To-do list ->
1 > In the article about Jimmy Carter, what share of the vote did Ayman Nour take in the 2005 election against Hosni Mubarak?
2 > Edit the listing from the line containing "segment the white crochet flower on cardigan" down through its final line, replacing "crochet" with "knitted" and leaving everything else unchanged.

Apr 15, 2008

El extraño mundo de Jimmy


Más sobre el íntimo amigo de Carlos Blogbis: Jimmy "un dictador habla en nombre de su pueblo" Carter.

Former President Jimmy Carter has an interesting way of saying more than he intends. He lusts in his heart. He turns to his 13-year-old daughter for foreign policy wisdom. He titles a book, "Palestine Peace Not Apartheid." What Mr. Carter means to say is that he is a flesh-and-blood human being, a caring father, a missionary for peace. What he actually communicates is that he is weirdly libidinal, scarily naive and obsessively hostile to Israel.

Now the 2002 Nobel laureate is in reprise mode. "In a democracy, I realize you don't need to talk to the top leader to know how the country feels," he said over the weekend, responding to a question from an Israeli journalist who noted that Mr. Carter had been snubbed by most of Israel's top leadership and reprimanded by its president, Shimon Peres. "When I go to a dictatorship, I only have to talk to one person and that's the dictator, because he speaks for all the people."

Come again?

Con quién se reunirá el grandioso Jimmy en su recorrido por los virtuosos países del medio oriente?
- In Egypt, Mr. Carter could give an address at the newly established Middle East Freedom Forum. He could call for the immediate release of George Ishak, a lawyer and democracy activist who helps coordinate the liberal Kifaya ("Enough") movement and was arrested by security forces last Wednesday. He could pay a call to journalist Gameela Ismael, the wife of Ayman Nour. Mr. Nour, who contested the 2005 election against President Hosni Mubarak and took 8% of the vote, has spent the past two years in prison on trumped-up charges of electoral fraud.

- In Saudi Arabia, Mr. Carter could raise the case of Fawza Falih, an illiterate woman who was convicted of "witchcraft" and sentenced to death on charges that she used sorcery to render a man impotent. He might also seek out the now famous "Qatif Girl," the woman who was gang-raped by seven men and, as a result of her "crime," sentenced to 200 lashes.

Recorded data ->
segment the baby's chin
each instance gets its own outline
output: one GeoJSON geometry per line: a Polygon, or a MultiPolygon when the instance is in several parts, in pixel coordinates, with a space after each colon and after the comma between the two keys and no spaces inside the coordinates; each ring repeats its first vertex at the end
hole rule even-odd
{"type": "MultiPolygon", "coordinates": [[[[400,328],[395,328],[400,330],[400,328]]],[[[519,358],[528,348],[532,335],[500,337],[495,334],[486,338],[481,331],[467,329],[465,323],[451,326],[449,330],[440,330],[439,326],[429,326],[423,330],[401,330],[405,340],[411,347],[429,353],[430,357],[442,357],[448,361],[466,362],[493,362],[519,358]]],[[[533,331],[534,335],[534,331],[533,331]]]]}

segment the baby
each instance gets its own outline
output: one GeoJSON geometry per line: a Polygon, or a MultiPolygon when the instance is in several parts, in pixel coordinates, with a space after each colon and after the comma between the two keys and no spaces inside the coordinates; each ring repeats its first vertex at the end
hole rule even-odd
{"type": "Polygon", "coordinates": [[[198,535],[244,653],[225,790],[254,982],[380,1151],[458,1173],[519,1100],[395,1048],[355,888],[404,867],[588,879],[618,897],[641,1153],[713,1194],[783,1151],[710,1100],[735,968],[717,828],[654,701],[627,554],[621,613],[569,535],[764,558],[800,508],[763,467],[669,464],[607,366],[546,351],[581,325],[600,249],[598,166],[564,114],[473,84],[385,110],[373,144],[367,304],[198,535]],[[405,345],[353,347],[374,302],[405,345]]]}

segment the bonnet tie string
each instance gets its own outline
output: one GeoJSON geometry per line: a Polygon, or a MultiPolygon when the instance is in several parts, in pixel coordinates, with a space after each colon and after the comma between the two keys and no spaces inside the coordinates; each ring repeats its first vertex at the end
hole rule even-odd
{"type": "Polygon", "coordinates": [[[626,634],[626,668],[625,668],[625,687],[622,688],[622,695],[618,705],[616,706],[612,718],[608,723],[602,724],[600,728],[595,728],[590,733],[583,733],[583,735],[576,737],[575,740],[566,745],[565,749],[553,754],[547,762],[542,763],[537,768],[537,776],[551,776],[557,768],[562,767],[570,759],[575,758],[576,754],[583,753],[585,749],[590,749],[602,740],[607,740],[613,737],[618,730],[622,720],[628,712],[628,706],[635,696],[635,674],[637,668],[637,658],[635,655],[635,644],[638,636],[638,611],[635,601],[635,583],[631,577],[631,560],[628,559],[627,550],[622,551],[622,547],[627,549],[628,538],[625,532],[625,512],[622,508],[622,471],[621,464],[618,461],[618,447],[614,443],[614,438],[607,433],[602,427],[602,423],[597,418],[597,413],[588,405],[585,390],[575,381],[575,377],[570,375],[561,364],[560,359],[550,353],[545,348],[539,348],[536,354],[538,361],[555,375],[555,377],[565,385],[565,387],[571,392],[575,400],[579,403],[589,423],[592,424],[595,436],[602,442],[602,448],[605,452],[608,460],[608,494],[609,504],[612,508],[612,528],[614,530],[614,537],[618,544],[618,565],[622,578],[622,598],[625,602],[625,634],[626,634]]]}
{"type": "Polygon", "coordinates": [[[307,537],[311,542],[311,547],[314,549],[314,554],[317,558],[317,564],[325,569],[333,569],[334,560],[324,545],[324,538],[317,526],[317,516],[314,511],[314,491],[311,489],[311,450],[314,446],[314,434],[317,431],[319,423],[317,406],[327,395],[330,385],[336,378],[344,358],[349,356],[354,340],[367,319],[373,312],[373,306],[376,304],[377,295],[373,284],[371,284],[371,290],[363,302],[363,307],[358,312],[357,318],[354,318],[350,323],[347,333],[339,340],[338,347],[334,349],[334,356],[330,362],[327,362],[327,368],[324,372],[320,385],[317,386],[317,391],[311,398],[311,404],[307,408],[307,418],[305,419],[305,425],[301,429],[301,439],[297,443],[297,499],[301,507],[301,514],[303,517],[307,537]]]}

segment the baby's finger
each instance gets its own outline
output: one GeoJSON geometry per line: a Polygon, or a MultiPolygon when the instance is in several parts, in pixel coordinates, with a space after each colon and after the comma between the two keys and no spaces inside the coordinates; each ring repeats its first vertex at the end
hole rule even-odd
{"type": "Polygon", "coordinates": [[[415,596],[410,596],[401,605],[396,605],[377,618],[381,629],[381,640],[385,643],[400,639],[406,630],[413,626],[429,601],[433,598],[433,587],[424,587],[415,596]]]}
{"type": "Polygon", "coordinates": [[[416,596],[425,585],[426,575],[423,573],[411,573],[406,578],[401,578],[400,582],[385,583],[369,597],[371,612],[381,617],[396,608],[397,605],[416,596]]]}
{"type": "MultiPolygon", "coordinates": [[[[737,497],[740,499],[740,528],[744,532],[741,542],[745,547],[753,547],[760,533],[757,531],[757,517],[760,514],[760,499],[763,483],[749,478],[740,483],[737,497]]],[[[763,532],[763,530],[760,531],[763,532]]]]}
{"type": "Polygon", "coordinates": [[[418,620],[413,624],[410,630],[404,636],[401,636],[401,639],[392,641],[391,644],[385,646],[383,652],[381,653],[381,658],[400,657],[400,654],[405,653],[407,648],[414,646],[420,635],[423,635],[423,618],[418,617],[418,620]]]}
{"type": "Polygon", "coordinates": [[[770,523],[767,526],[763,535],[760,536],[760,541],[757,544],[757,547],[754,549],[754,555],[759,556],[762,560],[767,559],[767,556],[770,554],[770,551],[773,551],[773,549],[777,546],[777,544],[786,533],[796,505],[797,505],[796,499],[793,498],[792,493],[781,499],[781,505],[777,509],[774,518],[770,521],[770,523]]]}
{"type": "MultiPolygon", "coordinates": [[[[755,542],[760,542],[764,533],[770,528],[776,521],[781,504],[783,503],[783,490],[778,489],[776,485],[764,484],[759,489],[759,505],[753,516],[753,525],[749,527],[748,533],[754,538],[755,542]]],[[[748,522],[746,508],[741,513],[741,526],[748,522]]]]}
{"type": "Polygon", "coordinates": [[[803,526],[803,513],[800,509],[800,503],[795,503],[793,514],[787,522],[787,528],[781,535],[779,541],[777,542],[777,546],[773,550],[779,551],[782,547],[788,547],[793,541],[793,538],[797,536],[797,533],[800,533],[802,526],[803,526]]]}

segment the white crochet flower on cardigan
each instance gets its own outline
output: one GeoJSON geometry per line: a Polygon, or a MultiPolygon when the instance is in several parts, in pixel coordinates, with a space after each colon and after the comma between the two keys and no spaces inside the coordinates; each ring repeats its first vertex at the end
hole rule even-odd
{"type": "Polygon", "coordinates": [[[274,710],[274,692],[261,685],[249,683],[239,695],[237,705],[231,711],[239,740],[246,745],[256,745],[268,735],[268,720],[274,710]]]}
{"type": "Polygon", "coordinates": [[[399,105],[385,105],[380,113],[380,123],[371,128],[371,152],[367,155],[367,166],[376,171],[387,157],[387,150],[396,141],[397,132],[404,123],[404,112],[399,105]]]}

Response list ->
1 > 8%

2 >
segment the white knitted flower on cardigan
each instance gets its own outline
output: one GeoJSON geometry per line: a Polygon, or a MultiPolygon when the instance is in several parts, in pixel coordinates, with a space after each colon and after the comma between the two keys and no spaces inside the coordinates; each ring repeats its first vertex at the end
hole rule even-odd
{"type": "Polygon", "coordinates": [[[274,710],[274,692],[261,685],[249,683],[239,695],[237,705],[231,711],[239,740],[246,745],[256,745],[268,735],[268,720],[274,710]]]}
{"type": "Polygon", "coordinates": [[[399,105],[385,105],[380,113],[380,123],[371,128],[371,152],[367,155],[367,166],[376,171],[387,157],[387,150],[396,141],[397,132],[404,123],[404,112],[399,105]]]}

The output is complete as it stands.